● Instruction 1
Duplicate the passage of the blog text that begins at the words "I picked up" and ends after the words "ALL OF THEM.".

**** Extract

Monday, June 27, 2011

111 Vintage Dress Patterns = Maria Hit the Jackpot

I stopped by a church rummage sale Saturday morning. They're the best. The greatest stuff, the best prices AND they want to clear out everything, so are usually making deals right and left.

When I arrived, everything was already half the marked price.

I picked up two big boxes of old dressmaker patterns for one dollar (they were originally a dollar a box). I grabbed them so fast and rushed them out to the car before anyone could snatch them out of my greedy paws. I did not even look through them till I got home.

Here they are. Try not to faint. Again, these were a DOLLAR. FOR ALL OF THEM.

And the rest, since Photobucket has a limit of 100 images per slideshow:

I'm going to put them all on eBay without pulling any. It was enough to get to look through them all, and I really need the money. This lot was a Godsend, for sure.

Sunday, June 26, 2011

Monument fire

This was shot by a firefighter fighting the Arizona wildfires. He has become something of a cyber friend of mine.

********
**** Supplied data

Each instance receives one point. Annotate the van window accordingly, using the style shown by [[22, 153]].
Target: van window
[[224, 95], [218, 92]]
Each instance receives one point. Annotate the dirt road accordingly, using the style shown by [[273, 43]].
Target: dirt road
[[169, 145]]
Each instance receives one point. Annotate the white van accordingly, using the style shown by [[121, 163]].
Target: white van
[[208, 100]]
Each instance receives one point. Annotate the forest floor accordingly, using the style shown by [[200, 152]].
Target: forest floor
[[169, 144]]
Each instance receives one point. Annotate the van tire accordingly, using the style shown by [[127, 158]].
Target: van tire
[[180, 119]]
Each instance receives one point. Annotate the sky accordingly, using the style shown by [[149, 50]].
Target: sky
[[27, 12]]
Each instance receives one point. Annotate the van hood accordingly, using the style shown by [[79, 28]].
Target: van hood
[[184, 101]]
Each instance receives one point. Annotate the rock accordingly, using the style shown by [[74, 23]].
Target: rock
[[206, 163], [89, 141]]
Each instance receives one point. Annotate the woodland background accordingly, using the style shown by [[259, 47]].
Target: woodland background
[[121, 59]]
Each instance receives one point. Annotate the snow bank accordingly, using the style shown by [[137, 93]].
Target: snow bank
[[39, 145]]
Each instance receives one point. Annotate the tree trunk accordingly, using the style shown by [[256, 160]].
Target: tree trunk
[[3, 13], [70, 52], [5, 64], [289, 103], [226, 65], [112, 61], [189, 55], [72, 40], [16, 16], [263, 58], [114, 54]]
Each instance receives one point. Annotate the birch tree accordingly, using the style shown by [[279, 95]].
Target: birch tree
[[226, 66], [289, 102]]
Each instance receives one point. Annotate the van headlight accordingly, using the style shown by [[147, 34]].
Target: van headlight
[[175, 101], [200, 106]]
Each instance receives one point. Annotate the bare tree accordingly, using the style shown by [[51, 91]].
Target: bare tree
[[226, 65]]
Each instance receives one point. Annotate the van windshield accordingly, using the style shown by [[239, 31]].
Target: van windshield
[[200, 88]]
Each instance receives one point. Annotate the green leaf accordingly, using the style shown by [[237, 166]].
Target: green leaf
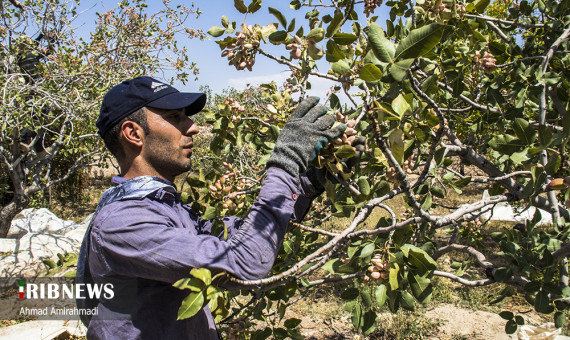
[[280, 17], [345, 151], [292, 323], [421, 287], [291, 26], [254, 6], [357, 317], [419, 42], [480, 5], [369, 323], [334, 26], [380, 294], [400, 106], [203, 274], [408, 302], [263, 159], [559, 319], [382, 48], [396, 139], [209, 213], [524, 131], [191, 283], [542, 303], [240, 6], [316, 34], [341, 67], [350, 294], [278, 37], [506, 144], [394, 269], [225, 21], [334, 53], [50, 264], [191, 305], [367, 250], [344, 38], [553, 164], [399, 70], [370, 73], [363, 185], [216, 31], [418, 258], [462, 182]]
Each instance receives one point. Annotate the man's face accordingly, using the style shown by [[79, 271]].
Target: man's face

********
**** Supplied data

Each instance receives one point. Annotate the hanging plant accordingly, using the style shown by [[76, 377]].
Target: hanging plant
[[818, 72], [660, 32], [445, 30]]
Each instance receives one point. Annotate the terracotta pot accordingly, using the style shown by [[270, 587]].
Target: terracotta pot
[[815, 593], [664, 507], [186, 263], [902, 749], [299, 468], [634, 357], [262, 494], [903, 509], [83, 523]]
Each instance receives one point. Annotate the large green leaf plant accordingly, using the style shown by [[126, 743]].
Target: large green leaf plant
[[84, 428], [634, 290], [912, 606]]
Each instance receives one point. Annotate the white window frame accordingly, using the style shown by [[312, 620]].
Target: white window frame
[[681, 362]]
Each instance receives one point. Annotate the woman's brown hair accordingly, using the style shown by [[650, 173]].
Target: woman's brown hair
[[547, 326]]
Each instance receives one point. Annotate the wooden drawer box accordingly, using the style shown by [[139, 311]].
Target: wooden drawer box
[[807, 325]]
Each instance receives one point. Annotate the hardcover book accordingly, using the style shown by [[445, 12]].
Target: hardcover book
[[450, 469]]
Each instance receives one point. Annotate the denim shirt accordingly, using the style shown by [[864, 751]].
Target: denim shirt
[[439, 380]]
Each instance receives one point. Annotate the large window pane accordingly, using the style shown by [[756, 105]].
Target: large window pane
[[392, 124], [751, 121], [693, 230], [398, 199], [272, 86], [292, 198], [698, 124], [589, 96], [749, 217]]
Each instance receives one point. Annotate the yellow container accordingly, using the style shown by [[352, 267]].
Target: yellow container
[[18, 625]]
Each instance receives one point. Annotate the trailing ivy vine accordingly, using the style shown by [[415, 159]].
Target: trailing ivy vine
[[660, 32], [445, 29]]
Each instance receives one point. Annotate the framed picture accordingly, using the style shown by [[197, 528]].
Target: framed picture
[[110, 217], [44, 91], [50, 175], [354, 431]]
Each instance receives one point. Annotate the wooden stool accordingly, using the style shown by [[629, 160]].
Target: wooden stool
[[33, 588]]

********

● Instruction 2
From the records, give as a numbered list the lines starting at the line that contains "Each instance receives one point. Annotate the large window" and ending after the line that contains "[[660, 32], [445, 29]]", omitting blank lines.

● Written response 1
I picked up two big boxes of old dressmaker patterns for one dollar (they were originally a dollar a box). I grabbed them so fast and rushed them out to the car before anyone could snatch them out of my greedy paws. I did not even look through them till I got home.

Here they are. Try not to faint. Again, these were a DOLLAR. FOR ALL OF THEM.

● Written response 2
1. Each instance receives one point. Annotate the large window pane accordingly, using the style shown by [[756, 105]].
2. Target: large window pane
3. [[392, 124], [751, 121], [693, 230], [398, 199], [272, 86], [292, 198], [698, 124], [589, 96], [749, 217]]
4. Each instance receives one point. Annotate the yellow container accordingly, using the style shown by [[352, 267]].
5. Target: yellow container
6. [[18, 625]]
7. Each instance receives one point. Annotate the trailing ivy vine accordingly, using the style shown by [[415, 159]].
8. Target: trailing ivy vine
9. [[660, 32], [445, 29]]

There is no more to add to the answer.